■ **TASK TO CARRY OUT**: Reproduce verbatim everything from the start of the data down to and including the line that contains "261,0,352,52".

■ **INPUT FOR THIS TASK**:
------------

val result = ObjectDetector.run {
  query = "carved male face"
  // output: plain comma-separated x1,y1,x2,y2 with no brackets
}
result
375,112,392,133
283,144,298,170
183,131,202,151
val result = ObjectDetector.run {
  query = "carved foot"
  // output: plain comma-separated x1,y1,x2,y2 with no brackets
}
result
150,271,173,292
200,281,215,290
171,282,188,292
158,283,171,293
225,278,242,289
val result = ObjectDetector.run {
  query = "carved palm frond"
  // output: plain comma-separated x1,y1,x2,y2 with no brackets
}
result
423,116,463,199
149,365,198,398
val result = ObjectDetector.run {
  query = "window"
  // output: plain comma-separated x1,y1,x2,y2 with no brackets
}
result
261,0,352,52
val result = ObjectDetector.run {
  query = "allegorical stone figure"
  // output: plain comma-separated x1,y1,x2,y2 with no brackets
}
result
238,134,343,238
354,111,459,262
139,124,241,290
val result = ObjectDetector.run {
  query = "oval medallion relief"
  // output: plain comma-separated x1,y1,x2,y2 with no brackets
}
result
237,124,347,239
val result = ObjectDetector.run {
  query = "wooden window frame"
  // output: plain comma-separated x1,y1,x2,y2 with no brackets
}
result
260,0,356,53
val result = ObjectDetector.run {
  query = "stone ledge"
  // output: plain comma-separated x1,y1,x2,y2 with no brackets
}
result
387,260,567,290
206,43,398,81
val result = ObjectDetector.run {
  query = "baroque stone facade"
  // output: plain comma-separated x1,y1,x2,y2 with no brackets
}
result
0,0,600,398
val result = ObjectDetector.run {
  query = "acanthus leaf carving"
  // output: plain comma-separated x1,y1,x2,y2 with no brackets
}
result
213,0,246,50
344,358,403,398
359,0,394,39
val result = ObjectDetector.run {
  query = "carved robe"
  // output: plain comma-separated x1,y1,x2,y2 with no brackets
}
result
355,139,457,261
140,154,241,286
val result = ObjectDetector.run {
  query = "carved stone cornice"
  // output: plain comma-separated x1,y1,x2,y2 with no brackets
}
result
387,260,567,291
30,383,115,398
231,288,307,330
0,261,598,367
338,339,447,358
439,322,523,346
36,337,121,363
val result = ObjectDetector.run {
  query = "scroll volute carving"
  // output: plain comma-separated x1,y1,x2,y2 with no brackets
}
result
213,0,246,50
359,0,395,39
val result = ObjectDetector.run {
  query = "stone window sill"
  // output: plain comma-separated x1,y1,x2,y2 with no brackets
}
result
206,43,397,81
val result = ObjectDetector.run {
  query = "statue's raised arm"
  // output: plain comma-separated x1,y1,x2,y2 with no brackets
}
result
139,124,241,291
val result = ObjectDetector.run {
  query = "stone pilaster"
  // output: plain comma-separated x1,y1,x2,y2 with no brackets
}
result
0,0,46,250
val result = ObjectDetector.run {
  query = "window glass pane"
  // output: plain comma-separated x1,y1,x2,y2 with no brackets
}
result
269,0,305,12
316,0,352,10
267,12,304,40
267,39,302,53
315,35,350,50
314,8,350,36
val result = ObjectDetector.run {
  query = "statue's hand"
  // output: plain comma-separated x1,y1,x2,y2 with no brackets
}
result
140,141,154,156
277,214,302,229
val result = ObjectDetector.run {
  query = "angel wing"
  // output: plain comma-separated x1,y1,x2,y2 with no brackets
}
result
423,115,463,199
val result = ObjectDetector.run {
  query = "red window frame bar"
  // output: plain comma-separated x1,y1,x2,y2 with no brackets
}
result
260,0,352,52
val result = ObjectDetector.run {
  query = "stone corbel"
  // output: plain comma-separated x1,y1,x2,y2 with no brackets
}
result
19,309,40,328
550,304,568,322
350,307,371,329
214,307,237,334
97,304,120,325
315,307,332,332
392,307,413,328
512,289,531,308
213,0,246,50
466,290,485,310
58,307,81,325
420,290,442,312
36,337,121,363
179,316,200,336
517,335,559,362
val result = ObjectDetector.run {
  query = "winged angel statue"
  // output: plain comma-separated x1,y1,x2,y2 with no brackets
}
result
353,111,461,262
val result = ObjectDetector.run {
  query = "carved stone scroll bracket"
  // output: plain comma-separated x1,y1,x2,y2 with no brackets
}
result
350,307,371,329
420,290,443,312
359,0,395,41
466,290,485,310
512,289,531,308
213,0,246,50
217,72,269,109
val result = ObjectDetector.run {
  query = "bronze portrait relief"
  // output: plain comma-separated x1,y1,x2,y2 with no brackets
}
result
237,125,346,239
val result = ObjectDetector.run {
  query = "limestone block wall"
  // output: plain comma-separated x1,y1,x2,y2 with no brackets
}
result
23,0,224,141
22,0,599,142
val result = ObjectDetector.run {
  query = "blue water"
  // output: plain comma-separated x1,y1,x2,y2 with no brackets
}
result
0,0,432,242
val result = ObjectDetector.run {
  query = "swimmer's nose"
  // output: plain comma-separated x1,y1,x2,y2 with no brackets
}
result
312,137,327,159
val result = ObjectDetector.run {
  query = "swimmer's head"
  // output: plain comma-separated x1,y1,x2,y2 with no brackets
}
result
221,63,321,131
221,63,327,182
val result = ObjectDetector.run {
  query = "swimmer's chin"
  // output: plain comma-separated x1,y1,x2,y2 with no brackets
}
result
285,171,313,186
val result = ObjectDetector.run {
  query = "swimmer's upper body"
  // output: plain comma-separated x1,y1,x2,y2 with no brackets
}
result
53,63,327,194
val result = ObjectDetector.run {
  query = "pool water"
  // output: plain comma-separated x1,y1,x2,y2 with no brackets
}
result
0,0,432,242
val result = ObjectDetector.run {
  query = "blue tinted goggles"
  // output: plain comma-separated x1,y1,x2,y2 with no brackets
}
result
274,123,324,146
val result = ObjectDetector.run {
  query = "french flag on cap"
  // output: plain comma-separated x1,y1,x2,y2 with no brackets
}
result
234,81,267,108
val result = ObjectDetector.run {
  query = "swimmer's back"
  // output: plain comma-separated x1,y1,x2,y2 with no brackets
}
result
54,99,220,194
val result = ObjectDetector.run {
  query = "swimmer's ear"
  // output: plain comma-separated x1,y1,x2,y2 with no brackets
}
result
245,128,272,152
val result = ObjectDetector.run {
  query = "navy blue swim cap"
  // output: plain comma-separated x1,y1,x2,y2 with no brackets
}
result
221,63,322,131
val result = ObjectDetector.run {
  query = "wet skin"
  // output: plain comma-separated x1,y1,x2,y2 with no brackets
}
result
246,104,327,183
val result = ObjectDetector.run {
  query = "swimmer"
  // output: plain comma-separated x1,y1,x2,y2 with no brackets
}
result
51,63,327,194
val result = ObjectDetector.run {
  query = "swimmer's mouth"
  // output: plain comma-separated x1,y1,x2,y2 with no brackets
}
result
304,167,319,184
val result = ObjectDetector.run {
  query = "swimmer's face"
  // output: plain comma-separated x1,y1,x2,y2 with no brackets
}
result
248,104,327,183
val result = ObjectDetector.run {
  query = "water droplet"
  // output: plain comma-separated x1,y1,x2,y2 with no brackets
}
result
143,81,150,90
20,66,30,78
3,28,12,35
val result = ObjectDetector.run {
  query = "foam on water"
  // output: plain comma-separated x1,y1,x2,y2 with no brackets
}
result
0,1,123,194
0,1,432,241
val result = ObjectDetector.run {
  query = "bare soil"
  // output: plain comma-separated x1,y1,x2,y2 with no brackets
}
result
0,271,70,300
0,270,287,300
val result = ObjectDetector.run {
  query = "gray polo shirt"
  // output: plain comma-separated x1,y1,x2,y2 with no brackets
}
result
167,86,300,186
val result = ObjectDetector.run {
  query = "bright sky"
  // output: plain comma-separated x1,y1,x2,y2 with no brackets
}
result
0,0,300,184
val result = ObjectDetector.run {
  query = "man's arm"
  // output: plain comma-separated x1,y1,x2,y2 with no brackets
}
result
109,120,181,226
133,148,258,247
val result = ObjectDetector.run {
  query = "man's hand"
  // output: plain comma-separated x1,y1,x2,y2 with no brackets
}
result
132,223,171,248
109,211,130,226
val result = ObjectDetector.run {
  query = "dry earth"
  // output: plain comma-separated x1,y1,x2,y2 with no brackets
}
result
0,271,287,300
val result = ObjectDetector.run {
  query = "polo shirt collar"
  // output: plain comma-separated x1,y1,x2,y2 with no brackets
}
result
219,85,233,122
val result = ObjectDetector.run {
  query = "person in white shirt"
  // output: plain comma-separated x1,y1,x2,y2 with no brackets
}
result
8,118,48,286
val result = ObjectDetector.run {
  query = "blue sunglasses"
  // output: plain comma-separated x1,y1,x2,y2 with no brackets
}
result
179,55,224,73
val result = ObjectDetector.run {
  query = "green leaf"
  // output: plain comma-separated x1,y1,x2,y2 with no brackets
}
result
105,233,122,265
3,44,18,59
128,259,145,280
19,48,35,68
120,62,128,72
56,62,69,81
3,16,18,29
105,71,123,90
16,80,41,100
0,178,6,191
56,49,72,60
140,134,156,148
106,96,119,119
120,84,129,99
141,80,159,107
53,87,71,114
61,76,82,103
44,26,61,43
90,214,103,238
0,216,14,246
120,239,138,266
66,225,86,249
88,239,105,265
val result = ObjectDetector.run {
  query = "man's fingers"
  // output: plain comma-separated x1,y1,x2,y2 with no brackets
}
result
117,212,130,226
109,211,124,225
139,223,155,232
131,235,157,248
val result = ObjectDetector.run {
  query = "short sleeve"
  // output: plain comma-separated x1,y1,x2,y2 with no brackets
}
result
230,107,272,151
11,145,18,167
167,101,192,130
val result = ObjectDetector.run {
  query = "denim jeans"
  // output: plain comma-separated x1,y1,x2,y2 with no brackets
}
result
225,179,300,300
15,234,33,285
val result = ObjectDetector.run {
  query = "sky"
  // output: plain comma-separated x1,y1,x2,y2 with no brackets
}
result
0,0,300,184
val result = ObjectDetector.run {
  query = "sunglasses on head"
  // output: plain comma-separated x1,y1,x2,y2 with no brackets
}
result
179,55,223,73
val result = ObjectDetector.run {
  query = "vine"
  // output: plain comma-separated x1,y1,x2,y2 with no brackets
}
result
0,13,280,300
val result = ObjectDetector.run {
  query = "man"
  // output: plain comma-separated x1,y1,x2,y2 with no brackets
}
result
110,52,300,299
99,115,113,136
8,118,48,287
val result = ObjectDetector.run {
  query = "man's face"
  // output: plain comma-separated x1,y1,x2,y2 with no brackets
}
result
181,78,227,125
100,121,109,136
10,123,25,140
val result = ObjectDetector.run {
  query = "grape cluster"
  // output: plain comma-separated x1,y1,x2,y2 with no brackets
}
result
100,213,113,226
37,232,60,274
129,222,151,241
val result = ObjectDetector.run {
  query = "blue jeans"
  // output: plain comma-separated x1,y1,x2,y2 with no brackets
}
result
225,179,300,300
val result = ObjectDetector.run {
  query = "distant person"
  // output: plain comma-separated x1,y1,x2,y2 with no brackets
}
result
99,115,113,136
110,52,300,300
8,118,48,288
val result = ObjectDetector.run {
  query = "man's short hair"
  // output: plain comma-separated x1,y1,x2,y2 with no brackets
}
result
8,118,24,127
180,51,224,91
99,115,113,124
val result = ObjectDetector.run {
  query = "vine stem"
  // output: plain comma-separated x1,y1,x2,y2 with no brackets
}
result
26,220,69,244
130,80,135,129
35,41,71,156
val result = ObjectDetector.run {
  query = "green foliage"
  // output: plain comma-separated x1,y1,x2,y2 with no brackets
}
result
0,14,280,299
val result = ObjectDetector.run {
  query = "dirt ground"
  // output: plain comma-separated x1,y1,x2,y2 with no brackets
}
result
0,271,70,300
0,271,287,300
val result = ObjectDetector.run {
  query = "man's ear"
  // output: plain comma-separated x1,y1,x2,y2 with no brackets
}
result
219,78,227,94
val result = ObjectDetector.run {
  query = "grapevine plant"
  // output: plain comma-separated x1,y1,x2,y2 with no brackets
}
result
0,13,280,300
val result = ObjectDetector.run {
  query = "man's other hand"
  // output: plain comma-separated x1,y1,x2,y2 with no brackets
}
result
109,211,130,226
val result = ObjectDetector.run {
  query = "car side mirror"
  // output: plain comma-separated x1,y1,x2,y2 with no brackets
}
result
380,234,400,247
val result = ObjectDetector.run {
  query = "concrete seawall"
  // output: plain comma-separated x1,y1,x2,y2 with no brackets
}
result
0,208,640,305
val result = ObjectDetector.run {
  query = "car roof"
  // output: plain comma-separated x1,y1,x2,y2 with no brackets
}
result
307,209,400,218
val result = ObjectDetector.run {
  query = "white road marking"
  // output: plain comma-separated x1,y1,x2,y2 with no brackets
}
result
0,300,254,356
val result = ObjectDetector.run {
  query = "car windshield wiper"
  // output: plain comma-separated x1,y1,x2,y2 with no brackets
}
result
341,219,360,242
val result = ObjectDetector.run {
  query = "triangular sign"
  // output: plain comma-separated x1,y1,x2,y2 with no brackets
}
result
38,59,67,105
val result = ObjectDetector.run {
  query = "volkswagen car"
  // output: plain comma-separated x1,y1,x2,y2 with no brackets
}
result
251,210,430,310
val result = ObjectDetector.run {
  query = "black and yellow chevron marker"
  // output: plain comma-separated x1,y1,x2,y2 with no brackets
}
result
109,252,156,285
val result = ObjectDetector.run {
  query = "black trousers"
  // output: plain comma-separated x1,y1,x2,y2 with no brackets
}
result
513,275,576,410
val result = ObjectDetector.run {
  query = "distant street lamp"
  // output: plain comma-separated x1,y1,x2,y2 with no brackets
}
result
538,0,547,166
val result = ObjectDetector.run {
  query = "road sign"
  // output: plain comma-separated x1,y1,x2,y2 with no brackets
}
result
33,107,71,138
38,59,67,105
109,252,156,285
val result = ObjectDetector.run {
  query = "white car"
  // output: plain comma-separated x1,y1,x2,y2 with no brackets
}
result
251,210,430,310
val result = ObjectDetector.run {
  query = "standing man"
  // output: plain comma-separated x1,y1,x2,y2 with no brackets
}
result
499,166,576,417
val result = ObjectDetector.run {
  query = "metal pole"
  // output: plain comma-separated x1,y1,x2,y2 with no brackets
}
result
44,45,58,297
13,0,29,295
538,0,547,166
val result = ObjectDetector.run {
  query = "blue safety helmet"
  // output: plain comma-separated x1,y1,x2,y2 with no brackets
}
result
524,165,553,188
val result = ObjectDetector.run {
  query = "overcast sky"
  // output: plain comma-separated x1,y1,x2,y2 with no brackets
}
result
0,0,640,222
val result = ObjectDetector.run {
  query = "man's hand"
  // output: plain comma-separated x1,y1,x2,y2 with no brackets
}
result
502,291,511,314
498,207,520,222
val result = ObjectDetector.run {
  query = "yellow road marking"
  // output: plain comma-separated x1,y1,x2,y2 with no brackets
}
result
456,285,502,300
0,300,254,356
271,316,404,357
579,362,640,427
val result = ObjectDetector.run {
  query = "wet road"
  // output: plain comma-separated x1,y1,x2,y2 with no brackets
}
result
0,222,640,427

------------

■ **WRITTEN SOLUTION**:
val result = ObjectDetector.run {
  query = "carved male face"
  // output: plain comma-separated x1,y1,x2,y2 with no brackets
}
result
375,112,392,133
283,144,298,170
183,131,202,151
val result = ObjectDetector.run {
  query = "carved foot"
  // output: plain comma-separated x1,y1,x2,y2 with no brackets
}
result
150,271,173,292
200,281,215,290
171,282,188,292
158,283,171,293
225,278,242,289
val result = ObjectDetector.run {
  query = "carved palm frond"
  // output: plain comma-separated x1,y1,x2,y2 with no brackets
}
result
423,116,463,199
149,365,198,398
val result = ObjectDetector.run {
  query = "window"
  // output: plain comma-separated x1,y1,x2,y2 with no brackets
}
result
261,0,352,52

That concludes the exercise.